» Selected passage
::::::::
Profit, Prophecy, and the Case of the Hybrid University (Southern New Hampshire University)

Looks like Southern New Hampshire University has devised a nimble business plan.

This is just the kind of “disruptive innovation” that Harvard Business School professor Clayton Christensen has predicted:  this refers to, in John Hechinger’s words, “the process by which companies at the bottom of the market use new technologies to displace more established competitors.”  The attack comes, not from the front, but from the side:  from the other two raptors you didn’t even know were there.  It is exactly the kind of thing that universities that wish to survive will need to do if anything like Christensen’s Prophecy–that in 15 years, HALF–that is right, half–of the institutions of higher learning in the United States will be gone.  (More on Christensen’s Prophecy–and the coming Avalanche–later…)
::::::::
» What you will do
(1) In the post about Southern New Hampshire University, what share of U.S. higher-learning institutions does Christensen predict will be gone in 15 years?
(2) Carry on the post about Southern New Hampshire University from its last sentence.
The records have no connection to the text.

Stored entries:
::::::::
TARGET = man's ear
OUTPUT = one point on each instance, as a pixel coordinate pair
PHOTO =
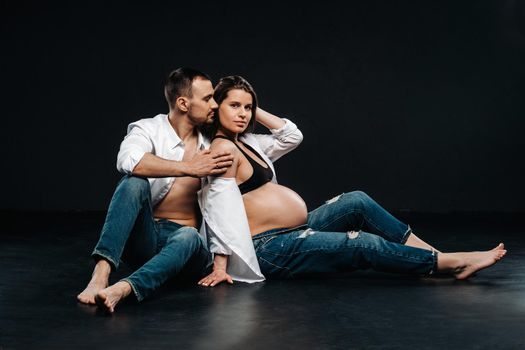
(183, 103)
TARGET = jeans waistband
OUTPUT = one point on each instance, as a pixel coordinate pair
(166, 222)
(278, 231)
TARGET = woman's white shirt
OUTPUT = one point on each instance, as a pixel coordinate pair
(225, 225)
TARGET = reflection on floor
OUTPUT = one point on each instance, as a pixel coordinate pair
(45, 263)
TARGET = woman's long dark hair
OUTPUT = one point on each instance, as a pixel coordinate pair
(232, 82)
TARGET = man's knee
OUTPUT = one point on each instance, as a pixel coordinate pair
(186, 236)
(357, 198)
(134, 185)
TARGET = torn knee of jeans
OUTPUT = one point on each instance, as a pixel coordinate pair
(352, 234)
(306, 233)
(335, 199)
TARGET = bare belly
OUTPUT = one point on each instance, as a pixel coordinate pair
(180, 204)
(273, 206)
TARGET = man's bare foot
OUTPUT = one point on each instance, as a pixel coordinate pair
(99, 281)
(108, 298)
(476, 261)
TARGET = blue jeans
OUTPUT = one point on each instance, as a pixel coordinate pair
(158, 250)
(348, 233)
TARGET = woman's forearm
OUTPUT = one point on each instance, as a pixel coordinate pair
(269, 120)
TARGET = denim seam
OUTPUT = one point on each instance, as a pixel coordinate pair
(364, 215)
(279, 267)
(414, 258)
(105, 256)
(133, 288)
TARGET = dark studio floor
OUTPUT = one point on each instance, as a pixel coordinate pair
(45, 263)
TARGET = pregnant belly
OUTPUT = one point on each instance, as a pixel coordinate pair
(274, 206)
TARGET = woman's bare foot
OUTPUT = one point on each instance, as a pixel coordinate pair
(476, 261)
(109, 297)
(99, 281)
(463, 265)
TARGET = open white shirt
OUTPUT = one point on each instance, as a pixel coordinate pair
(225, 225)
(156, 136)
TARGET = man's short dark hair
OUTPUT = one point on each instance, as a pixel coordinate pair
(179, 81)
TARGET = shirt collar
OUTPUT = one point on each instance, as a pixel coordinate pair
(174, 140)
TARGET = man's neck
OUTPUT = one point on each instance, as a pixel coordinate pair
(181, 125)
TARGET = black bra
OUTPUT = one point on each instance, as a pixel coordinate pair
(260, 175)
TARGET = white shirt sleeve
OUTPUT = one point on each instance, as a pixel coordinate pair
(227, 228)
(136, 143)
(281, 141)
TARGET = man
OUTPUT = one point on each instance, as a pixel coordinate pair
(152, 218)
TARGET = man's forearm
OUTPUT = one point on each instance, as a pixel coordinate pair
(153, 166)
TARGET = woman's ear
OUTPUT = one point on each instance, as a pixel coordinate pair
(182, 103)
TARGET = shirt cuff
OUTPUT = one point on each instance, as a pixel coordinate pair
(288, 128)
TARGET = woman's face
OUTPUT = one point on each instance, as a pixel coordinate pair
(235, 111)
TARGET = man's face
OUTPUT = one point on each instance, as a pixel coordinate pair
(202, 105)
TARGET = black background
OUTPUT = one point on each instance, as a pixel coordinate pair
(418, 103)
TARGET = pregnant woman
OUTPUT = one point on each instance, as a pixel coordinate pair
(257, 228)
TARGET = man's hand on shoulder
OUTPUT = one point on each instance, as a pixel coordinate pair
(208, 162)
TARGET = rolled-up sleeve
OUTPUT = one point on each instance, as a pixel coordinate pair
(280, 141)
(132, 149)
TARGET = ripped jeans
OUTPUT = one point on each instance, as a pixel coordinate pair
(348, 233)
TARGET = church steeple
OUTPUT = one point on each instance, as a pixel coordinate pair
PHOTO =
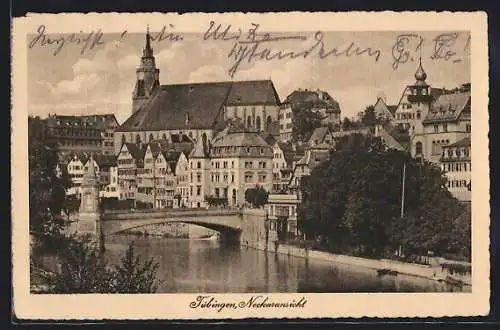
(148, 76)
(147, 51)
(420, 75)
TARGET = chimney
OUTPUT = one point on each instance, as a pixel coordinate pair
(382, 96)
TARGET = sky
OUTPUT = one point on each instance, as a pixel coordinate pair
(101, 80)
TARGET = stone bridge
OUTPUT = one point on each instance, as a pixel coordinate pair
(228, 222)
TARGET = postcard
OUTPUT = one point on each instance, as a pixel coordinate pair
(230, 165)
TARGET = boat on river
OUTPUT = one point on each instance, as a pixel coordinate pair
(386, 271)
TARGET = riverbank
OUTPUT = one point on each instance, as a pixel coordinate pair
(384, 266)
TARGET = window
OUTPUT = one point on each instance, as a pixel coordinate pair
(418, 148)
(257, 123)
(248, 177)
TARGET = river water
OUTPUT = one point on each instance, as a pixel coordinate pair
(196, 265)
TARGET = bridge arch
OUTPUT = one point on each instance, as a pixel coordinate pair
(227, 223)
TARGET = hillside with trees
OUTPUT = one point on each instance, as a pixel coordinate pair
(352, 204)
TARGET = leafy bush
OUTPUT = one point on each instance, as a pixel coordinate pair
(83, 269)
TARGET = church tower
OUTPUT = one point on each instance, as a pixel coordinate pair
(420, 98)
(148, 76)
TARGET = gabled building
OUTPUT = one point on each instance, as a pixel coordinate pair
(285, 157)
(182, 181)
(92, 134)
(196, 110)
(241, 159)
(285, 117)
(456, 163)
(448, 121)
(416, 101)
(129, 160)
(384, 112)
(321, 135)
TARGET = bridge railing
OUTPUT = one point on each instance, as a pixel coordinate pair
(180, 209)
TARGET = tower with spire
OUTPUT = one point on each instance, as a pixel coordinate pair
(415, 103)
(148, 76)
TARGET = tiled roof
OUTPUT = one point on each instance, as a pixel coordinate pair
(96, 121)
(465, 142)
(392, 109)
(339, 134)
(243, 138)
(448, 107)
(135, 151)
(199, 105)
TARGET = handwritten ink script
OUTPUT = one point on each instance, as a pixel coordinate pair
(86, 41)
(408, 48)
(254, 46)
(210, 302)
(90, 40)
(250, 45)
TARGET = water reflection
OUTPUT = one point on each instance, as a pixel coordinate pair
(192, 266)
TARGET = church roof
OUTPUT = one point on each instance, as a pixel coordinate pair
(197, 105)
(241, 139)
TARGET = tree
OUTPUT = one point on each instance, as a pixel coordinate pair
(369, 117)
(352, 202)
(84, 270)
(132, 276)
(257, 196)
(47, 190)
(304, 121)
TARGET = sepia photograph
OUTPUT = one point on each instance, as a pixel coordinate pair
(235, 158)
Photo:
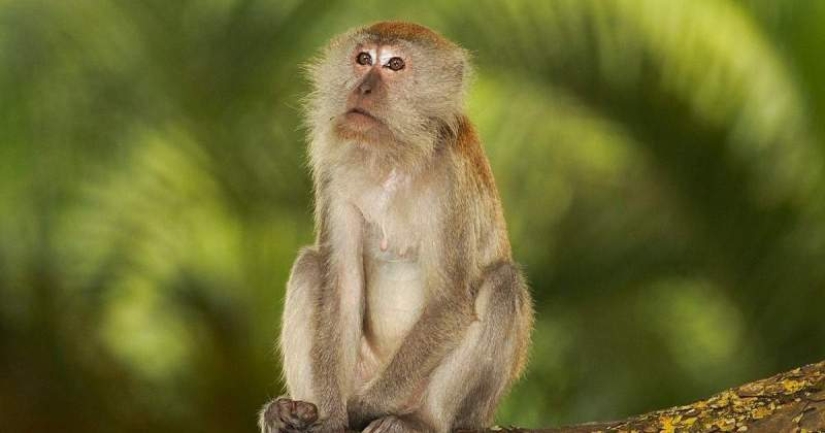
::::::::
» Outputs in order
(1) Half of them.

(2)
This may well be a viable pathway–and the only pathway–for middling universities attempting to surf and survive the volatile seas of the EdTech Era.  Frank Donoghue, whose essential book I’ll be plumbing in upcoming posts, thinks that the lasting mark on higher education left by the first generation of online for-profits will not be the companies themselves, but the selection pressure they exert on traditional institutions of higher learning:

“The real legacy of this industry, I believe, is its lasting and widespread influence on traditional universities.  Whatever the fate of specific campuses of the University of Phoenix, Career Education, or DeVry, these companies have demonstrated that it is possible to operate a university as a business….  The business model for higher education devised by the for-profits has tremendous appeal to administrators and lawmakers in an era of steadily declining public funding and tuition increases that are quickly becoming prohibitive.”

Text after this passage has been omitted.